[Exercise goal]: Gather every line below that contains the string "wetsuit", treating uppercase and lowercase as distinct.

Items from a labeling collection
(begin)

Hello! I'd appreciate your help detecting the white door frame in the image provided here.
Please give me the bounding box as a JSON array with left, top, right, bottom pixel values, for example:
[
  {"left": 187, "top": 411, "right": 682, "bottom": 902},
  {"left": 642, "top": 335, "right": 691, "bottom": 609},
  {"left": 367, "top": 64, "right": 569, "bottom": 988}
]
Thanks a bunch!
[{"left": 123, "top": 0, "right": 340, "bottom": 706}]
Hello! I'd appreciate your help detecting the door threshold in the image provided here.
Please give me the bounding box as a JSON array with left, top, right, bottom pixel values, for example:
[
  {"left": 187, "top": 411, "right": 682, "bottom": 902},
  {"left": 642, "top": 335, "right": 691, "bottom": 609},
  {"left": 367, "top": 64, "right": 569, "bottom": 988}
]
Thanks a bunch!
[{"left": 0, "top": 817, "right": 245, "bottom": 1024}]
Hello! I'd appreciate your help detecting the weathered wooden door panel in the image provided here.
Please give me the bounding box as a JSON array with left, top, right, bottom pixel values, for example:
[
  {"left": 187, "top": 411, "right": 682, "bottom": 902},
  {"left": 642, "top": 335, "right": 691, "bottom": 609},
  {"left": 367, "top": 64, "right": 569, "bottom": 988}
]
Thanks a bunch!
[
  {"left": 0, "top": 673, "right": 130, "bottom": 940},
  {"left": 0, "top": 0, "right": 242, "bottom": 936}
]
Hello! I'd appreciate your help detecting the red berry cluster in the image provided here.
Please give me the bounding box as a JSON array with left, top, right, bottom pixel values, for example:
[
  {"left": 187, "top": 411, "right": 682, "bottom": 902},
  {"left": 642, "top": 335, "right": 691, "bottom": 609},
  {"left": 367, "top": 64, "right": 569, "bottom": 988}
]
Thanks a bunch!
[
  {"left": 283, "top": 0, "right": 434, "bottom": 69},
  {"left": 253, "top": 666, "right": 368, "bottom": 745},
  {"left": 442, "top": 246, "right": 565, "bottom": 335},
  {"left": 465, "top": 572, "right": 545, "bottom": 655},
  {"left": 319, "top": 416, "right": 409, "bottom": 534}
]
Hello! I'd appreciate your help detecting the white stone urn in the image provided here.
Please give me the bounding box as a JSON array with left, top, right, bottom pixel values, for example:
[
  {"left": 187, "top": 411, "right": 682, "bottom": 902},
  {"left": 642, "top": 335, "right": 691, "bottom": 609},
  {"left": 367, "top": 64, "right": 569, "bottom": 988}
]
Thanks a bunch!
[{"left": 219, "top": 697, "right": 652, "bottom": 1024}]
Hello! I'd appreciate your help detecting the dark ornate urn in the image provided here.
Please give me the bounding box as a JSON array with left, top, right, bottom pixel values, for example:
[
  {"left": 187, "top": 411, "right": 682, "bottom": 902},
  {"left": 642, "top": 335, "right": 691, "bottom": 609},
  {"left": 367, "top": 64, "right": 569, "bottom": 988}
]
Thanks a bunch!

(end)
(begin)

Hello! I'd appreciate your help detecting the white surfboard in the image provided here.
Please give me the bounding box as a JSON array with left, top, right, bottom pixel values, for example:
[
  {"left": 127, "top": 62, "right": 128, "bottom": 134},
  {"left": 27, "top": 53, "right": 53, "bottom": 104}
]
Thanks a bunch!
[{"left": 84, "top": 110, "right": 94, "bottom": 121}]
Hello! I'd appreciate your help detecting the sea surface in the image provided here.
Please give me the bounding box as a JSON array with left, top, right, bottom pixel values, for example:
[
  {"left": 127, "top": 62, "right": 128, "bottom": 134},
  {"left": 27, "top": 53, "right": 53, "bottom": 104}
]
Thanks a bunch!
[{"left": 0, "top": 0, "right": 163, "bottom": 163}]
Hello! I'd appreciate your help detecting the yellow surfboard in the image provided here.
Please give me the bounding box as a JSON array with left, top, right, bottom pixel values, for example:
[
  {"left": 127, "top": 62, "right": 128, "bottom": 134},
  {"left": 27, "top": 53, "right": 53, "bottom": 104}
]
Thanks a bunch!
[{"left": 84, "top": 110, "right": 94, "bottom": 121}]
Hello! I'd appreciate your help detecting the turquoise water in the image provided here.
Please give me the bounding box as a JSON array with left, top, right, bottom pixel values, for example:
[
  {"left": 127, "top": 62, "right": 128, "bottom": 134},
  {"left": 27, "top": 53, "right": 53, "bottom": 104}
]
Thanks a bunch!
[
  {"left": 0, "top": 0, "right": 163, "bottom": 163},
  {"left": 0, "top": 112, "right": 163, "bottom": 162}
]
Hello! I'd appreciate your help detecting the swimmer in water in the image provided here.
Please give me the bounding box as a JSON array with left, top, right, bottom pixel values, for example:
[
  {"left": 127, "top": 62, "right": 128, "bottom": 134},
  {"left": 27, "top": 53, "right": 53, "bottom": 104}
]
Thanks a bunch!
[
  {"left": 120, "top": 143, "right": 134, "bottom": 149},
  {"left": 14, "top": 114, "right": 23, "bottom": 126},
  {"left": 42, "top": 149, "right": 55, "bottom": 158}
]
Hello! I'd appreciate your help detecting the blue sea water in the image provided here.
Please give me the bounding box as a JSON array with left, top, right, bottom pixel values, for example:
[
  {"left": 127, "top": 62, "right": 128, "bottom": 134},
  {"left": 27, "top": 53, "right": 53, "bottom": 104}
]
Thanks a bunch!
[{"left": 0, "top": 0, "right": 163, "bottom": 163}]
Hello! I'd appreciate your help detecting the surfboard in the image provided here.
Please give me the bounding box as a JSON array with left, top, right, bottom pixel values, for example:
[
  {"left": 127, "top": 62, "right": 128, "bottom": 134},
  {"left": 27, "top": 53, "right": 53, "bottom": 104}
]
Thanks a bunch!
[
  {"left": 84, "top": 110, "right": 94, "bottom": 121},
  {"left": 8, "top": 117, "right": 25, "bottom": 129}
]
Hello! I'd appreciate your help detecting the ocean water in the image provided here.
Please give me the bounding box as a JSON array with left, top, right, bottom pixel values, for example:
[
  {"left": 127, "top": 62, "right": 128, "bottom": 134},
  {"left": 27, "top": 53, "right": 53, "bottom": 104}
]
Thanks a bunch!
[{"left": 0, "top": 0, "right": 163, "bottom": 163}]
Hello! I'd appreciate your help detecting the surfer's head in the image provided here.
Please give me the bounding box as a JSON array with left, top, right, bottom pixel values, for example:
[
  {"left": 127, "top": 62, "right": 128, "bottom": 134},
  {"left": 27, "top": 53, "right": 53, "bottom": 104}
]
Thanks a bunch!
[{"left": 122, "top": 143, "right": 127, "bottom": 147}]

(end)
(begin)

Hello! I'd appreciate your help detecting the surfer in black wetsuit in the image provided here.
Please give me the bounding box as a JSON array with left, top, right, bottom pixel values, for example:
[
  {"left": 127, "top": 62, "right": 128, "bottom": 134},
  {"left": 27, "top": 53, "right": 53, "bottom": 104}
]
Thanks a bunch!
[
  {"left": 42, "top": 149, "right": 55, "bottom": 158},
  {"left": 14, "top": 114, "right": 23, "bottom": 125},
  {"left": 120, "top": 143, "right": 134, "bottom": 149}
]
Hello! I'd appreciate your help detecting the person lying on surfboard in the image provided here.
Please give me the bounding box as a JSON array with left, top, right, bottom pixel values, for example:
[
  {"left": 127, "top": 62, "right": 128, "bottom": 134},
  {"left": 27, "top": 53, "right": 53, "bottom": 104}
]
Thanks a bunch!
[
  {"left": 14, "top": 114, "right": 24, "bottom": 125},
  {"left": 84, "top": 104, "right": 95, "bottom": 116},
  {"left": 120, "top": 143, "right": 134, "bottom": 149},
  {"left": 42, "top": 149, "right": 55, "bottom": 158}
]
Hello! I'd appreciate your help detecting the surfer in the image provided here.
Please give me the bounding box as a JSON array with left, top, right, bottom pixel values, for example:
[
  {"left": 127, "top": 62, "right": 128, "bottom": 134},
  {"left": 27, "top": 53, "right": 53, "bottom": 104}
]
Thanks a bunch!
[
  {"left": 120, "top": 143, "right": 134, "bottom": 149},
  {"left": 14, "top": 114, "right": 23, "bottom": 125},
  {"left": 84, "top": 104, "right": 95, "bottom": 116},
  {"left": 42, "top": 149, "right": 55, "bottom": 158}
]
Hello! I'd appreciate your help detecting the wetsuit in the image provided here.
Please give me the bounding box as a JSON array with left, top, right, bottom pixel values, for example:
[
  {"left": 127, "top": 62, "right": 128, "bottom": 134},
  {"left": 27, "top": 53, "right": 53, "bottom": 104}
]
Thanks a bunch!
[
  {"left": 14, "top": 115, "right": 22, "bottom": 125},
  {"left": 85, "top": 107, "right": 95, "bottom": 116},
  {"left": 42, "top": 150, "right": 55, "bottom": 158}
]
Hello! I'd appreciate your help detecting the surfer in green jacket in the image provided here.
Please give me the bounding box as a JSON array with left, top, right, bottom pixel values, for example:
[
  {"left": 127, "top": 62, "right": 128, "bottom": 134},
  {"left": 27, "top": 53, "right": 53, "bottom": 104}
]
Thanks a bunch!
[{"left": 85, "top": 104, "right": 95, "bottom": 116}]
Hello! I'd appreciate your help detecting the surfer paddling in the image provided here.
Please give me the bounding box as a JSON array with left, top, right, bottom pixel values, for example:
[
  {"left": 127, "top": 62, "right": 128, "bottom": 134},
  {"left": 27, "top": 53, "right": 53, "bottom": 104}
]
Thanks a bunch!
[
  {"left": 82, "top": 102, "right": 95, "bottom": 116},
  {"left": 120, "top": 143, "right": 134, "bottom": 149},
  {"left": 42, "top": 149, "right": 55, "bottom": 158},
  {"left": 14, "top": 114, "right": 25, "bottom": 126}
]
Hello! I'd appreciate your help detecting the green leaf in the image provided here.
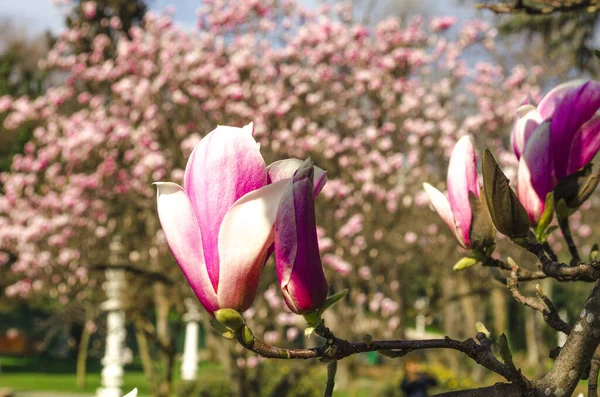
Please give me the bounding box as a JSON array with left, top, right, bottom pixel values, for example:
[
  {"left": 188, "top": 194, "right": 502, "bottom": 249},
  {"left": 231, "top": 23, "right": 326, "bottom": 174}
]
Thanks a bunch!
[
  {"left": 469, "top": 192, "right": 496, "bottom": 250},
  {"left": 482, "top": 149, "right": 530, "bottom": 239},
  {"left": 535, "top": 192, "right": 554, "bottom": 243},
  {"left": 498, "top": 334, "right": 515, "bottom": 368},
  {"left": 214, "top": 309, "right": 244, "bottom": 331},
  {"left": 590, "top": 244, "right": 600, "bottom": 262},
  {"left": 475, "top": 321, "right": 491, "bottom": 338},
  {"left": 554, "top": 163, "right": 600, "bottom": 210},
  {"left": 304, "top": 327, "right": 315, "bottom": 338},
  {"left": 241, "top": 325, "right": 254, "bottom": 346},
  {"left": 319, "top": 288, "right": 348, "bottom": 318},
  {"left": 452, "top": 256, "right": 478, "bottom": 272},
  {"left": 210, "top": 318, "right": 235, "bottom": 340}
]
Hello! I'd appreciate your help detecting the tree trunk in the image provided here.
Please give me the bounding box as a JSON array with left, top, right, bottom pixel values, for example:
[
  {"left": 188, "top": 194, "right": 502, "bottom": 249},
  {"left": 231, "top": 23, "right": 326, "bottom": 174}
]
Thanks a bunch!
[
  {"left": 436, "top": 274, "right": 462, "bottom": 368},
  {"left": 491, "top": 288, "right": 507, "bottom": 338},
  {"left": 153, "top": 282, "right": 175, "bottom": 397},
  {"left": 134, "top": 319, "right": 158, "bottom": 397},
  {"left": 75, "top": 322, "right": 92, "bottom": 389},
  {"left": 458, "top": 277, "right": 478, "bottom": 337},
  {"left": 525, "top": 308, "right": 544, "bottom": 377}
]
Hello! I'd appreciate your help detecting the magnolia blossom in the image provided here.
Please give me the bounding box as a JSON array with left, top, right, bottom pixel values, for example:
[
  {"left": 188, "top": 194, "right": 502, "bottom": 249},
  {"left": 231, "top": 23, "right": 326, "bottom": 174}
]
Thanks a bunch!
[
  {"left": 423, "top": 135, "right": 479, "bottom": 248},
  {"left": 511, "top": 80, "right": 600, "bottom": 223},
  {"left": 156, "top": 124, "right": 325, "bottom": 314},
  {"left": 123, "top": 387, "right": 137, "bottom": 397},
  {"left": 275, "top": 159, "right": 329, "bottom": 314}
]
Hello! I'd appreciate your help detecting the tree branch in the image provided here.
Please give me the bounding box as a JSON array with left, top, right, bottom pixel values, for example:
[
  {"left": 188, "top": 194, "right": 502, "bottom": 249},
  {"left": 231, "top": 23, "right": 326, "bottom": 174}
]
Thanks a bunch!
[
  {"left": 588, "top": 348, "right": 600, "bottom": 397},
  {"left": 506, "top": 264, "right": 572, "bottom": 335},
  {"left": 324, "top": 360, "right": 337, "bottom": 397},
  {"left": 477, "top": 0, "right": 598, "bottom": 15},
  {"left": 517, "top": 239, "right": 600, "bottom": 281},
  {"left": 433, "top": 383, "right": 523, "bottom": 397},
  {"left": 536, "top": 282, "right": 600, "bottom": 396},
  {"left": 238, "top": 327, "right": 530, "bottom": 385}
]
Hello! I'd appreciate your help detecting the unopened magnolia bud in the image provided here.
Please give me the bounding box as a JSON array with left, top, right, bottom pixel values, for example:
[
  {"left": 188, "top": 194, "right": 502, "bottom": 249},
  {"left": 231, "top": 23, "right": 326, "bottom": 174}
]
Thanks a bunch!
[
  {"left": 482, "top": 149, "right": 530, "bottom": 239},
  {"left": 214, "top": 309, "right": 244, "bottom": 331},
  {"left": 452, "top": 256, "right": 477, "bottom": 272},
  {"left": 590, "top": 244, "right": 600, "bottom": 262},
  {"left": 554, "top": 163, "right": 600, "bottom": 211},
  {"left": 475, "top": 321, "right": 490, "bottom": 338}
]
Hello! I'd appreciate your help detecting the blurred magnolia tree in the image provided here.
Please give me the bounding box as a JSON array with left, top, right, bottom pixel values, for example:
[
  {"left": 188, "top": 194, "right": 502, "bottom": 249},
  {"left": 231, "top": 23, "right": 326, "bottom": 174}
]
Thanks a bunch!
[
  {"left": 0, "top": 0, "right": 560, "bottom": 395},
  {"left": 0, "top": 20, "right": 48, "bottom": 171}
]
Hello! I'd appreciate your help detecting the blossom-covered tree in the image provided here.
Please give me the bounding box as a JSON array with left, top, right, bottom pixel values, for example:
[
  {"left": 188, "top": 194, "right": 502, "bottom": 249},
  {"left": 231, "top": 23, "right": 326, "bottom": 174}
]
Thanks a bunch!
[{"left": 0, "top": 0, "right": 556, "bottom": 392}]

(end)

[Answer to the problem]:
Hello! I'd appreciate your help detecting the surfer in black wetsuit in the image provided here.
Hello! I'd appreciate your help detecting the wetsuit in the image provided here.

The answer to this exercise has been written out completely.